• QUOTED TEXT:
=======
On 2020-10-22 17:02, Peter Zijlstra wrote:
On Thu, Oct 22, 2020 at 04:27:52PM +0530, Sai Prakash Ranjan wrote:
Looking at the ETR and other places in the kernel, ETF and the ETB are the only places trying to dereference the task(owner) in tmc_enable_etf_sink_perf() which is also called from the sched_in path as in the call trace.
@@ -391,6 +392,10 @@ static void *tmc_alloc_etf_buffer(struct coresight_device *csdev, { int node; struct cs_buffers *buf;
- struct task_struct *task = READ_ONCE(event->owner);
- if (!task || is_kernel_event(event))
return NULL;
This is *wrong*... why do you care about who owns the events?
The original issue was the owner being NULL and causing a NULL pointer dereference. I did ask some time back if it is valid for the owner to be NULL [1] and should probably be handled in events core?
[1] https://lore.kernel.org/lkml/c0e1f99a0a2480dfc8d788bb424d3f08@codeaurora.org...
=======
• RECORDS SUPPLIED:

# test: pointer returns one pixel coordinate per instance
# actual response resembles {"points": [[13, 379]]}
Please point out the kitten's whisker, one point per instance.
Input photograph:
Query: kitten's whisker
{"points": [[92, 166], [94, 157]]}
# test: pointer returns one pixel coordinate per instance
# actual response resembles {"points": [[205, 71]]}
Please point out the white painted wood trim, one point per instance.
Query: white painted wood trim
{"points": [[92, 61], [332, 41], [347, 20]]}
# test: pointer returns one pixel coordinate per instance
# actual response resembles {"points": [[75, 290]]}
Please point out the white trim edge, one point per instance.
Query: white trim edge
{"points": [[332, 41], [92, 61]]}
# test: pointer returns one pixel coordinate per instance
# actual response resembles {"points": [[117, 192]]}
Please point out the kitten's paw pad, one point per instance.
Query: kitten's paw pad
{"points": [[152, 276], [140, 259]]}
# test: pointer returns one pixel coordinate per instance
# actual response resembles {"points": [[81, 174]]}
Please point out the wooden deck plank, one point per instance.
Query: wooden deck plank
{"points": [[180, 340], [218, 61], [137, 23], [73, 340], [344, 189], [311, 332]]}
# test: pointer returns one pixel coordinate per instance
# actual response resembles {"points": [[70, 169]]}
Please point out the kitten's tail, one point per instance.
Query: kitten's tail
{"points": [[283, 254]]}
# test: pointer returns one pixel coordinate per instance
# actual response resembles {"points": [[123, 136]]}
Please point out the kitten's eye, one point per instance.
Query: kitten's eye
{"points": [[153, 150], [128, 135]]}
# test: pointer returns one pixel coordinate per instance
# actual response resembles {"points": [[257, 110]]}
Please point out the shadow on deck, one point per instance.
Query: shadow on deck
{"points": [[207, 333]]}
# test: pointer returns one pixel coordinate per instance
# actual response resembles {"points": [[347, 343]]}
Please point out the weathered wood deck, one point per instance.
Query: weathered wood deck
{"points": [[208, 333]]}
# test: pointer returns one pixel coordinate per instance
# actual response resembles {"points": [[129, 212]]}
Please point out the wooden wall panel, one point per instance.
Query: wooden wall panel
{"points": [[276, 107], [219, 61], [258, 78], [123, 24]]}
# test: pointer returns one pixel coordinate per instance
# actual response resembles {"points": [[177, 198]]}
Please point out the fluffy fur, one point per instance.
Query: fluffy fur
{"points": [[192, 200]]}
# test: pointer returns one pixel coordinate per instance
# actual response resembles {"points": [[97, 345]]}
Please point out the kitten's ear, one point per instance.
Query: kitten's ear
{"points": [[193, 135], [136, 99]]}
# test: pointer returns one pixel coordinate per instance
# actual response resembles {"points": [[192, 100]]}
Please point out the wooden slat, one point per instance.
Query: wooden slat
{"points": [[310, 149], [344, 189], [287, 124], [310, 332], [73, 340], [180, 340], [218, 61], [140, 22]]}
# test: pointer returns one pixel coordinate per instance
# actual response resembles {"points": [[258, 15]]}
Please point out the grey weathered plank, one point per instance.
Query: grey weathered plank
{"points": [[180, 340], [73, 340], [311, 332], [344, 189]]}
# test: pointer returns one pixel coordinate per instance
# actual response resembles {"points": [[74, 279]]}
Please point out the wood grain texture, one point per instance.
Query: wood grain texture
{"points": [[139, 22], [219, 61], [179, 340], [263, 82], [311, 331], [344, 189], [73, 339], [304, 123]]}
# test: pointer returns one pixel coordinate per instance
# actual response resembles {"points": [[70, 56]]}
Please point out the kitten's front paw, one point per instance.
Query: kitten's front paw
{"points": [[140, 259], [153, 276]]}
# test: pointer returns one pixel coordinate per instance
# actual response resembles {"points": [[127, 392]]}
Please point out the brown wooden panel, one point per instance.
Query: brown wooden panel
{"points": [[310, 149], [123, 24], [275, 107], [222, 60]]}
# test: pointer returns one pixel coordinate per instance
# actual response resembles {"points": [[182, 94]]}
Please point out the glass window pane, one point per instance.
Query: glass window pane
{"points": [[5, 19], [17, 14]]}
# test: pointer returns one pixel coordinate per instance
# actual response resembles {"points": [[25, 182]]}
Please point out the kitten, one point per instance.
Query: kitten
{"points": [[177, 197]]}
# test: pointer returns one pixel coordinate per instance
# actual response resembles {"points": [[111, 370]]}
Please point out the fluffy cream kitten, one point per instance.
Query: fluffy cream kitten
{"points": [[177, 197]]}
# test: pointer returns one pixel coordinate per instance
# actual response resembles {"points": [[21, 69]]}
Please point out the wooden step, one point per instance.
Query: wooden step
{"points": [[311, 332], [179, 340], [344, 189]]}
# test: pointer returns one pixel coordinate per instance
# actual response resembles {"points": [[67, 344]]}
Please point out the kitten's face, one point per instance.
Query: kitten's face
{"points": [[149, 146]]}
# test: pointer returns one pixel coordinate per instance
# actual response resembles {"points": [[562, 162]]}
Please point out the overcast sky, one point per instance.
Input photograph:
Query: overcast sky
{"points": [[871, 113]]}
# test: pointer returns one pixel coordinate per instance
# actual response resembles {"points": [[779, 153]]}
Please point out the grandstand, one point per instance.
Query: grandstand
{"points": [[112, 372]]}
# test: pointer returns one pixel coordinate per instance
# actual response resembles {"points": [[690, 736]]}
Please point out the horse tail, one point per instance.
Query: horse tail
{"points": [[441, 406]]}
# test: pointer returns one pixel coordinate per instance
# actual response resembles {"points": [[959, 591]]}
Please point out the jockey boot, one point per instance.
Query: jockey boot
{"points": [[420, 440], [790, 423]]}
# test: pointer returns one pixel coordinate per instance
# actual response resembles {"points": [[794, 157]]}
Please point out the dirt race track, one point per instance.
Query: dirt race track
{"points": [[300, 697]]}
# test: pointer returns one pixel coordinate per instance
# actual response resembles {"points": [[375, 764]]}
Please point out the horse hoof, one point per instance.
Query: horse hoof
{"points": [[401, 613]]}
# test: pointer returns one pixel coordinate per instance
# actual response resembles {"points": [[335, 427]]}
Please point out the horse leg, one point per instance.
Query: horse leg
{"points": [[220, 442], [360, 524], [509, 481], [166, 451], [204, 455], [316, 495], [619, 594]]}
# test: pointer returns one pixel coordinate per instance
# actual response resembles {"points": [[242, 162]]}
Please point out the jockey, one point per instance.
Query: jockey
=======
• REQUIRED WORK:
Carry the mailing-list thread about the event owner check in the ETF sink code forward from its last line. The items are separate material with no connection to the mailing-list thread.

• SOLVED PROBLEM:
Unable to handle kernel NULL pointer dereference at virtual address 0000000000000548 Mem abort info: ESR = 0x96000006 EC = 0x25: DABT (current EL), IL = 32 bits SET = 0, FnV = 0 EA = 0, S1PTW = 0 Data abort info: ISV = 0, ISS = 0x00000006 CM = 0, WnR = 0 <snip>... Call trace: tmc_enable_etf_sink+0xe4/0x280 coresight_enable_path+0x168/0x1fc etm_event_start+0x8c/0xf8 etm_event_add+0x38/0x54 event_sched_in+0x194/0x2ac group_sched_in+0x54/0x12c flexible_sched_in+0xd8/0x120 visit_groups_merge+0x100/0x16c ctx_flexible_sched_in+0x50/0x74 ctx_sched_in+0xa4/0xa8 perf_event_sched_in+0x60/0x6c perf_event_context_sched_in+0x98/0xe0 __perf_event_task_sched_in+0x5c/0xd8 finish_task_switch+0x184/0x1cc schedule_tail+0x20/0xec ret_from_fork+0x4/0x18
Thanks, Sai
On Thu, Oct 22, 2020 at 06:19:37PM +0530, Sai Prakash Ranjan wrote:
On 2020-10-22 17:02, Peter Zijlstra wrote:
On Thu, Oct 22, 2020 at 04:27:52PM +0530, Sai Prakash Ranjan wrote:
Looking at the ETR and other places in the kernel, ETF and the ETB are the only places trying to dereference the task(owner) in tmc_enable_etf_sink_perf() which is also called from the sched_in path as in the call trace.
@@ -391,6 +392,10 @@ static void *tmc_alloc_etf_buffer(struct coresight_device *csdev, { int node; struct cs_buffers *buf;
- struct task_struct *task = READ_ONCE(event->owner);
- if (!task || is_kernel_event(event))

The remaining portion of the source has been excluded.